DATA ROWS:
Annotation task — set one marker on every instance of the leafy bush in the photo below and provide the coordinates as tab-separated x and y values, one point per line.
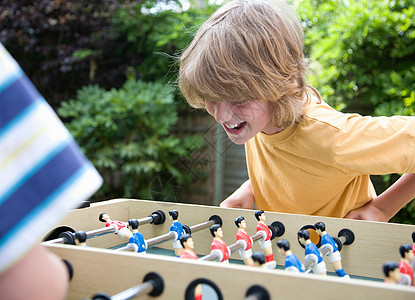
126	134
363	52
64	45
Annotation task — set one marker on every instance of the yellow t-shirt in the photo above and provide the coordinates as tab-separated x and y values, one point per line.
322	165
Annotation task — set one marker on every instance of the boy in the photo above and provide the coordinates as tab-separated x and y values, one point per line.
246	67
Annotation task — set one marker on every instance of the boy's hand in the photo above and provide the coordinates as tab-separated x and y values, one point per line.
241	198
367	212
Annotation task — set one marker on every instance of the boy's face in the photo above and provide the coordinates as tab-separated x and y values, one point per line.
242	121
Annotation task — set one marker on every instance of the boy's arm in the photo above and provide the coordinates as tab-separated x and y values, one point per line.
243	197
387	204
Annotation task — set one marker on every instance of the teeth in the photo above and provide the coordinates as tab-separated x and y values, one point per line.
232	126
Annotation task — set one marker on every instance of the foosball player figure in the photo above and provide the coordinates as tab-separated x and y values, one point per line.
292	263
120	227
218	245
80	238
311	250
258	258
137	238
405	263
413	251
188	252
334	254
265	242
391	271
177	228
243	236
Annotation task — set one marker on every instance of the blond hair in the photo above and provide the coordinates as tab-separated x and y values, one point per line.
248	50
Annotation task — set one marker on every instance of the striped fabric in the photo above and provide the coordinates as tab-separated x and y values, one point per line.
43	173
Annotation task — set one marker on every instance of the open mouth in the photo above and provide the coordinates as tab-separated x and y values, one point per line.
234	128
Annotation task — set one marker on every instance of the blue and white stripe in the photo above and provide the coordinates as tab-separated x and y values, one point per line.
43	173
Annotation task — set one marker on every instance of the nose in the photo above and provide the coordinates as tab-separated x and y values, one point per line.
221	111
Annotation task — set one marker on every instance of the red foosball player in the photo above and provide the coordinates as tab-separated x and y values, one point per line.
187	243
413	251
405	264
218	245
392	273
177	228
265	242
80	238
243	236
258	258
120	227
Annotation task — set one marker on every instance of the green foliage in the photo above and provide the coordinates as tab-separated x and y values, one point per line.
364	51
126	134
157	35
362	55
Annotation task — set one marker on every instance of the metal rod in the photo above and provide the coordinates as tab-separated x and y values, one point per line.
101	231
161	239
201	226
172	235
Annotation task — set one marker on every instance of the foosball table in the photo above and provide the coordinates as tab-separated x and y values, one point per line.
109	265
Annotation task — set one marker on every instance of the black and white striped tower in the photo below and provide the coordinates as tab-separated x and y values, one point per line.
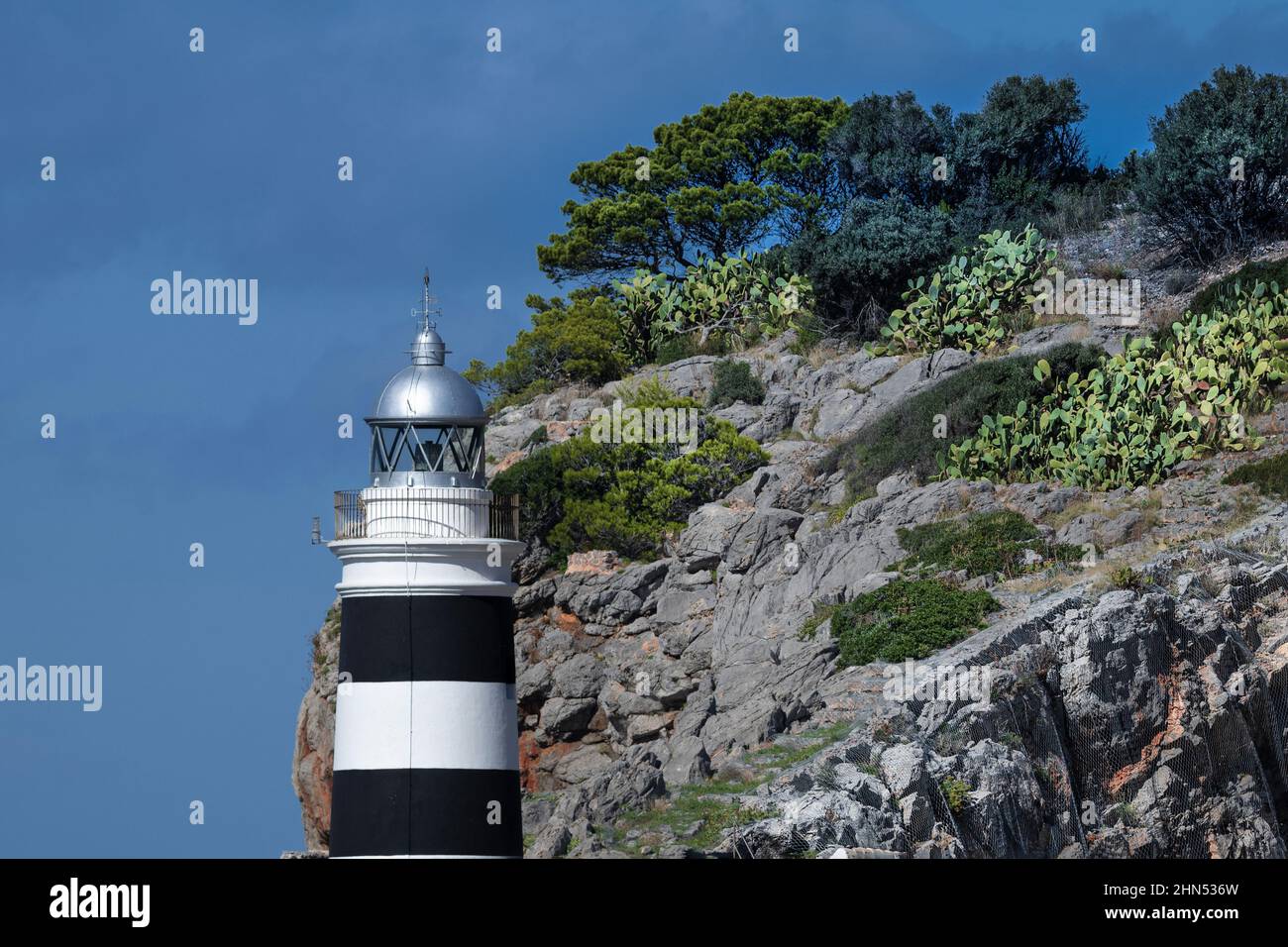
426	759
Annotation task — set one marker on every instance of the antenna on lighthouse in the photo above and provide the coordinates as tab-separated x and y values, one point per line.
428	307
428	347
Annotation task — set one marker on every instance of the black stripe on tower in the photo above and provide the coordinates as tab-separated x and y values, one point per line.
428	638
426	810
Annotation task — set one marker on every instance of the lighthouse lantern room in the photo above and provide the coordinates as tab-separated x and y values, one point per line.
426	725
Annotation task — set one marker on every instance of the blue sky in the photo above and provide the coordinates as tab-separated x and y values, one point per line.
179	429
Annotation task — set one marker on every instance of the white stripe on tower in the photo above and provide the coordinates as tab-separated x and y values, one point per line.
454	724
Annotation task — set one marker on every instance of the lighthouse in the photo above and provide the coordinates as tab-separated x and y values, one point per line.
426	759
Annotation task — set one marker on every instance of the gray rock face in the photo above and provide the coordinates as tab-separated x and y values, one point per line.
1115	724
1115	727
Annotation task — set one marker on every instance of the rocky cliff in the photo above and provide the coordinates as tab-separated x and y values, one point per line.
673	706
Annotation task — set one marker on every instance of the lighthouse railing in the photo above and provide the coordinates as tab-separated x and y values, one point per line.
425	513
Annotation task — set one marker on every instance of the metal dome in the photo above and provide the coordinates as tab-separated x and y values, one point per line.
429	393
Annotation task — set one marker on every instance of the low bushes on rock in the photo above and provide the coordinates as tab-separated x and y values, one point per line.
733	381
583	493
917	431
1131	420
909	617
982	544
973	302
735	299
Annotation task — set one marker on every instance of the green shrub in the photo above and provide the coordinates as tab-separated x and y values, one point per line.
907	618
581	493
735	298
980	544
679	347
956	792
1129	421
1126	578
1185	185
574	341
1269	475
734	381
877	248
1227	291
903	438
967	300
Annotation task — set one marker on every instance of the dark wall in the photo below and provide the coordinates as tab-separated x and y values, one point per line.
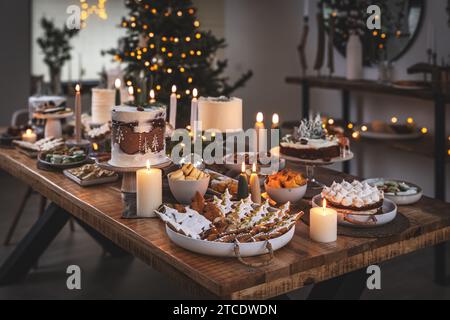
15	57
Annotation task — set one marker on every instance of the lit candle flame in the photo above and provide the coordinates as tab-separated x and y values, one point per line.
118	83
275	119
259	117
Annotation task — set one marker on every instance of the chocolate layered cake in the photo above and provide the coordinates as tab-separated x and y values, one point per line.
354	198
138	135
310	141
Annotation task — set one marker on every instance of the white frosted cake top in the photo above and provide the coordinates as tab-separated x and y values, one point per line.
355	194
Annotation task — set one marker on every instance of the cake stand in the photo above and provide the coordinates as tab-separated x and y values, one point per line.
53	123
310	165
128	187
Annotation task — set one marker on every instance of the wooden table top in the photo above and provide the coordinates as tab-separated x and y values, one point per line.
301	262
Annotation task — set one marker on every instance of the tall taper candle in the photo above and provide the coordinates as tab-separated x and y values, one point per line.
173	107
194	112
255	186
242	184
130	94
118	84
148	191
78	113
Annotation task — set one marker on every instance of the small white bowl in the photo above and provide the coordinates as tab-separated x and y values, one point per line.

GOAL OF THE EXERCISE:
Every line from the one containing "of the wooden" through the end of the data must be repeated exactly, and no other line.

WORKED ANSWER:
Annotation task — set one marker on every instance of the wooden table top in the photo above and provide the coordinates as tab-separated x and y values, one point per line.
301	262
Annotation task — set one marker on every instance of the tall taper candle in the photo above and provide the coordinates as tab-separated x and y values, one point per line.
173	107
194	112
255	186
242	184
130	94
118	84
148	191
78	113
Annotation task — set one marker on every instance of the small white bowl in the photo above and provide the coordinates as tab-separated x and y values, one point per line.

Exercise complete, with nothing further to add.